▶ **Document section**:
• • •

High Performance IO and Storage Engine for Graph Data Management and Analytics
Pradeep Kumar (George Washington University)
The arrival of big data has established a new paradigm of harnessing data. This has opened new research frontiers in the form of data analytics and machine learning to solve the problems of diverse domains, such as cyber-security, medical science, bio-science, social network etc. However, harnessing data faces challenges on multiple fronts of which developing systems to enable usage of modern storage and compute devices for data management and analytics is of special interest to me. Specifically, I have focused on the twin challenges of ingesting the ever increasing rate of data arrival and timely but diverse data access needs of different classes of graph analytics. This has resulted in identification of the several bottlenecks in the data management layer, the kernel IO stack, and the memory sub-system of the data stack. To this end, I have proposed new design conventions and abstractions to improve the performance and understanding of these sub-systems. In this talk, I will first present a unified data store for evolving graphs that has enabled diverse classes of real-time analytics at different granularities of data access using two new abstractions of graph view and data visibility. This will be followed by a discussion of the first ever graph analytics system to perform high performance batch processing on trillion edge graphs using multiple solid state drives (SSD). Then, I will focus on a new kernel IO stack design for multi-SSD volume that proposes a new convention of per-drive IO processing for efficient IO need of the data analytics. The new convention replaces the existing per-volume IO processing that had limited or no parallelism among member drives of the volume. Finally, I will conclude with future outlook of the data analytics on the graph data.
Pradeep Kumar is a PhD student at the George Washington University. His work focuses on the storage and compute optimizations for big data and graph analytics applications targeting modern storage and compute devices. His research papers have frequently appeared on leading system conferences, such as SC, Usenix FAST, and Usenix ATC. His team was a finalist at the inaugural IEEE/Amazon/DARPA Graph Challenge in the year 2017 for showing excellent performance and scalability in a multi-GPU based triangle counting solution. Before joining the George Washington University, he spent over four years at NetApp India in the design and implementation of Flash based storage products, data mirroring and disaster recovery modules, and storage management tools. He is a recipient of “Huawei New Comer” award in the year 2008 for his outstanding work and initiatives in the design and implementation of compiler and run-time library for TTCN and ASN programming languages. He completed his Bachelor of Technology degree from Indian Institute of Technology, Dhanbad, India.

• • •

▶ **Tasks to carry out**:
a: Decide whether each statement below agrees with the talk description. For each, answer yes or no and quote the words of the text that decide it. (i) The proposed kernel IO stack replaces per-drive IO processing with per-volume IO processing. (ii) Pradeep Kumar's team won the 2017 IEEE/Amazon/DARPA Graph Challenge. (iii) Pradeep Kumar worked at NetApp India for more than four years before joining the George Washington University.
b: List every domain that the talk description names as one whose problems data analytics and machine learning can help solve.
c: According to the talk description, what award did Pradeep Kumar receive in 2008?

▶ **Entries supplied**:
• • •

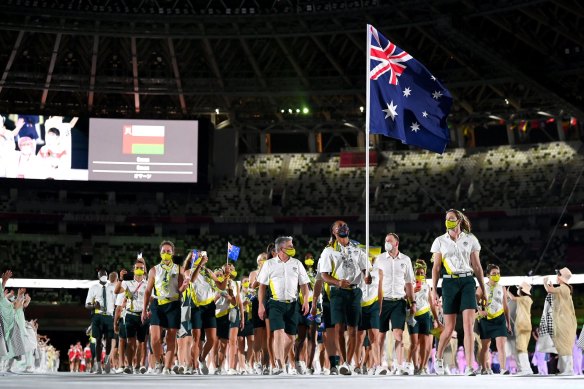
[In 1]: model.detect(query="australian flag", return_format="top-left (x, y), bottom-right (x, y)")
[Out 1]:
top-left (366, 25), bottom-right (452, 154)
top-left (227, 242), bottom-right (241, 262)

• • •

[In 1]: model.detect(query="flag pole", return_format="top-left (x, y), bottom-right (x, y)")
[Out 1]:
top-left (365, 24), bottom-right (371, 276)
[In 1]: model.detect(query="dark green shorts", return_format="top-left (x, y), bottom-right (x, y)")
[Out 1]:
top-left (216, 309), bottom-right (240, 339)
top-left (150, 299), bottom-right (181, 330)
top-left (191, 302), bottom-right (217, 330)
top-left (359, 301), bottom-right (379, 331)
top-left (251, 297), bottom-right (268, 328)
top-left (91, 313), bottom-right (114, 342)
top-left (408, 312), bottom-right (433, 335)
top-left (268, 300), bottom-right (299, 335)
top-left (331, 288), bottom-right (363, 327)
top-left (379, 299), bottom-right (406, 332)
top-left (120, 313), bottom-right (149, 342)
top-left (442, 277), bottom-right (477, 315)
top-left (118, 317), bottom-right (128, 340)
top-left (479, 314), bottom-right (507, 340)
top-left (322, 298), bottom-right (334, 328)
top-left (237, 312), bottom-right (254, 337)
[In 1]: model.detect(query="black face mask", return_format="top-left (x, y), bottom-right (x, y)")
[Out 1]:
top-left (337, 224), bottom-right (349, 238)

• • •

▶ **Answers to the tasks**:
a:
(i) No: "The new convention replaces the existing per-volume IO processing that had limited or no parallelism among member drives of the volume."
(ii) No: "His team was a finalist at the inaugural IEEE/Amazon/DARPA Graph Challenge in the year 2017"
(iii) Yes: "Before joining the George Washington University, he spent over four years at NetApp India"

b: Cyber-security, medical science, bio-science, and social network.

c: The "Huawei New Comer" award.